Take the line that contains "If you could place a marker on the mountain" and every line after it in the material below, and quote them exactly.
┌─ Stored data
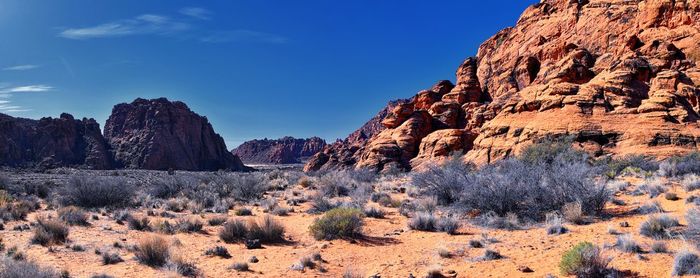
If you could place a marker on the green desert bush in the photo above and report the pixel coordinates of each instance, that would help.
(49, 232)
(545, 178)
(10, 268)
(153, 251)
(690, 182)
(658, 226)
(233, 231)
(73, 216)
(626, 243)
(423, 221)
(686, 263)
(267, 230)
(338, 223)
(95, 192)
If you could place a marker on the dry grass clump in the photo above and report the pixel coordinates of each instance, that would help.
(267, 230)
(584, 260)
(138, 223)
(96, 192)
(10, 268)
(73, 216)
(50, 232)
(338, 223)
(217, 220)
(219, 251)
(153, 251)
(111, 258)
(686, 263)
(233, 231)
(658, 226)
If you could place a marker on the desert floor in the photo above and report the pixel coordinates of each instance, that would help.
(389, 248)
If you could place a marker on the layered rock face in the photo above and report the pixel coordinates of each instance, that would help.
(52, 142)
(344, 153)
(286, 150)
(619, 76)
(158, 135)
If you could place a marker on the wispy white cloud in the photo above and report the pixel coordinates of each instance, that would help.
(26, 89)
(195, 12)
(182, 26)
(21, 67)
(140, 25)
(242, 36)
(6, 92)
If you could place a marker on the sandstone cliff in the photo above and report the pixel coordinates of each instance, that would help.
(286, 150)
(619, 76)
(158, 135)
(52, 142)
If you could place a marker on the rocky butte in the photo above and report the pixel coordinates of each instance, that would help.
(158, 134)
(52, 142)
(286, 150)
(620, 77)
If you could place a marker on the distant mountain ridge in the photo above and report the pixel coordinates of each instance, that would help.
(286, 150)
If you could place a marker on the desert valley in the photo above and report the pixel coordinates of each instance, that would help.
(567, 147)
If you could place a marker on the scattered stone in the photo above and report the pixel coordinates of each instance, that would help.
(253, 244)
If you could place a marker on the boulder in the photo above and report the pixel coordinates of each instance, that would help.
(158, 134)
(53, 142)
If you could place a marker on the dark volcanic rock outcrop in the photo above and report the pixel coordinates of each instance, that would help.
(342, 153)
(158, 134)
(619, 76)
(52, 142)
(286, 150)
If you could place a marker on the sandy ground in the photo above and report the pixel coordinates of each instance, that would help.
(389, 249)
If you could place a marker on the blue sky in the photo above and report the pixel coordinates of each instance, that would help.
(255, 68)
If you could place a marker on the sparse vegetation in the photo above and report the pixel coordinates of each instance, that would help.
(217, 220)
(73, 216)
(423, 222)
(680, 165)
(338, 223)
(138, 223)
(49, 232)
(243, 212)
(374, 212)
(584, 260)
(659, 247)
(555, 224)
(626, 243)
(189, 225)
(96, 192)
(153, 251)
(219, 251)
(448, 225)
(545, 178)
(267, 230)
(690, 182)
(657, 226)
(10, 268)
(240, 266)
(233, 231)
(686, 263)
(111, 258)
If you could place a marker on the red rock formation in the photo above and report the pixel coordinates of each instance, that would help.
(286, 150)
(158, 135)
(52, 142)
(341, 154)
(619, 75)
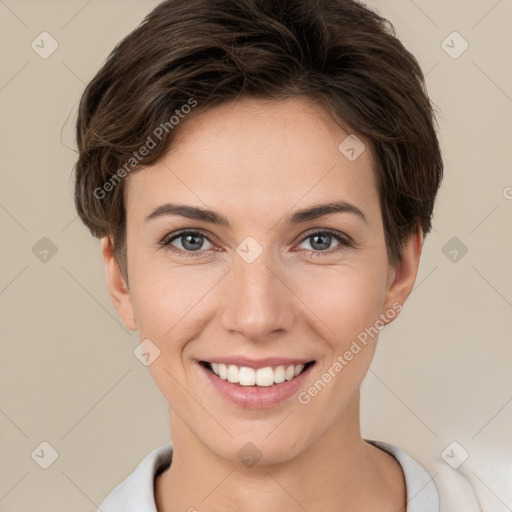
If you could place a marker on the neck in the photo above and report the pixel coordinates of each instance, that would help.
(339, 472)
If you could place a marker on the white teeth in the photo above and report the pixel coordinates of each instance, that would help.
(247, 376)
(266, 376)
(279, 374)
(233, 373)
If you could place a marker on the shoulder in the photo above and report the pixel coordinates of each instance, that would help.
(135, 493)
(431, 484)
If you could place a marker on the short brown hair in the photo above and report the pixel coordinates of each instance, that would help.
(339, 53)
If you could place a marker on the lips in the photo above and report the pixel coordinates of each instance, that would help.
(257, 385)
(257, 374)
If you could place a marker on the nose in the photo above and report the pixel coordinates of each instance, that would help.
(256, 302)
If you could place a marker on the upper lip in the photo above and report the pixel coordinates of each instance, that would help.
(258, 363)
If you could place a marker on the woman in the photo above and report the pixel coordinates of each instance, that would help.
(262, 175)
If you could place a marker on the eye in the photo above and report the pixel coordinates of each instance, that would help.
(190, 241)
(321, 241)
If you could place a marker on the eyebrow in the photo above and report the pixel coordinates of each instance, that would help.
(304, 215)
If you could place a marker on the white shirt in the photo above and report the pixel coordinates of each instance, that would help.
(136, 492)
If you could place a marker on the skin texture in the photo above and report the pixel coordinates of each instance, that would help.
(255, 162)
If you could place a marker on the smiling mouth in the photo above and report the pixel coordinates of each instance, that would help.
(262, 377)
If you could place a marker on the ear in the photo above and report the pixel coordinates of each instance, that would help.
(401, 278)
(119, 292)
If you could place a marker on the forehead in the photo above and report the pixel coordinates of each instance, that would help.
(256, 155)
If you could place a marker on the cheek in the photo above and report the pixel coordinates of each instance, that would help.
(169, 301)
(346, 299)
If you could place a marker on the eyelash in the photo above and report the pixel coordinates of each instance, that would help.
(344, 242)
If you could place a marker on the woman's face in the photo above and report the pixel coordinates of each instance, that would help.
(265, 288)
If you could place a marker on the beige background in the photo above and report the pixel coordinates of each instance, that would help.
(442, 372)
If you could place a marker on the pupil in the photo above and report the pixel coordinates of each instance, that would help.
(325, 245)
(194, 247)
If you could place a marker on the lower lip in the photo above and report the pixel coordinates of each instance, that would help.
(256, 397)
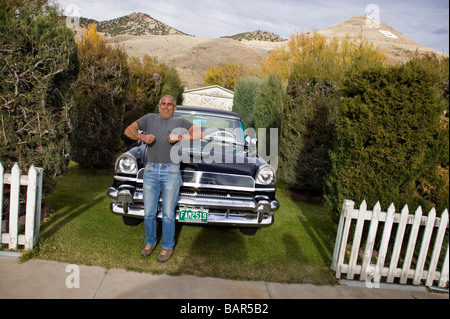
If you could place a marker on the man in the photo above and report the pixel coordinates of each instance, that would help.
(162, 175)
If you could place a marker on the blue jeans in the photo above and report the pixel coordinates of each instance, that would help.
(164, 180)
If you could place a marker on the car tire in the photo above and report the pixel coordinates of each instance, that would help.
(248, 231)
(131, 221)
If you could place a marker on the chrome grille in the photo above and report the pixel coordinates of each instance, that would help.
(215, 193)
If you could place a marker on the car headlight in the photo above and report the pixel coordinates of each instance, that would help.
(126, 164)
(266, 175)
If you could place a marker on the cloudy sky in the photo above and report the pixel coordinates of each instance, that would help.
(426, 22)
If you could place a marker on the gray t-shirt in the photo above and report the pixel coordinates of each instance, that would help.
(159, 151)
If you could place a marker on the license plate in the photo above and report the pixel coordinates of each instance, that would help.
(193, 216)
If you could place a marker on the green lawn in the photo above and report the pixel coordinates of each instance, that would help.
(296, 249)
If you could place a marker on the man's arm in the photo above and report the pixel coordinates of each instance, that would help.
(132, 132)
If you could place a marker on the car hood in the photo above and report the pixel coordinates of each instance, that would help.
(219, 162)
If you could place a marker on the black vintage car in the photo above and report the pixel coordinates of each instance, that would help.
(224, 181)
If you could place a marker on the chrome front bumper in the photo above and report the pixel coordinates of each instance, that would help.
(257, 211)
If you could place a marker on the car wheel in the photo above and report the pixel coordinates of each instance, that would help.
(131, 221)
(248, 231)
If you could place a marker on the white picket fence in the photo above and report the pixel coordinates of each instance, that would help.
(413, 259)
(33, 181)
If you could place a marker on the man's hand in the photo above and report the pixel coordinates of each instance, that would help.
(174, 138)
(148, 139)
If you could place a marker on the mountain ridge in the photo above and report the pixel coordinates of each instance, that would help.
(191, 56)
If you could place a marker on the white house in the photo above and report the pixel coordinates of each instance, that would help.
(215, 97)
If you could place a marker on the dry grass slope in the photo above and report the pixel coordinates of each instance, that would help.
(192, 56)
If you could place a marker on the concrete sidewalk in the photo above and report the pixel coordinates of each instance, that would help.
(52, 280)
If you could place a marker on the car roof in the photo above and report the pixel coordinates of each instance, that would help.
(207, 111)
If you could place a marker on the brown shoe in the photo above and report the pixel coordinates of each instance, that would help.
(147, 251)
(165, 255)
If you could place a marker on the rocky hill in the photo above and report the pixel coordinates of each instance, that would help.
└─
» **The result**
If you could place a marker on the mountain ridge in the photo above and report the pixel coordinates of each instance, that would help.
(191, 56)
If you could place a marker on the white house in the photo above and report the pixel coordinates of each instance, that would help.
(215, 97)
If you could place a marker on the dry grass slope in the photo above and report the pixel coordinates of each instance, that would help.
(192, 56)
If you could place a marker on the concrete sidewalk in the photo above and report the pixel coordinates of each instance, that would help.
(52, 280)
If you could place a marker on the car roof in the photo above and report the pixel coordinates of each instance, that would help.
(207, 111)
If you could place a marker on the brown shoe in the photo above and report the pixel coordinates of each instance, that would help.
(147, 251)
(165, 255)
If you could place a marker on the rocky hill in the photo above and report the pixel coordinates of each instance, that would help.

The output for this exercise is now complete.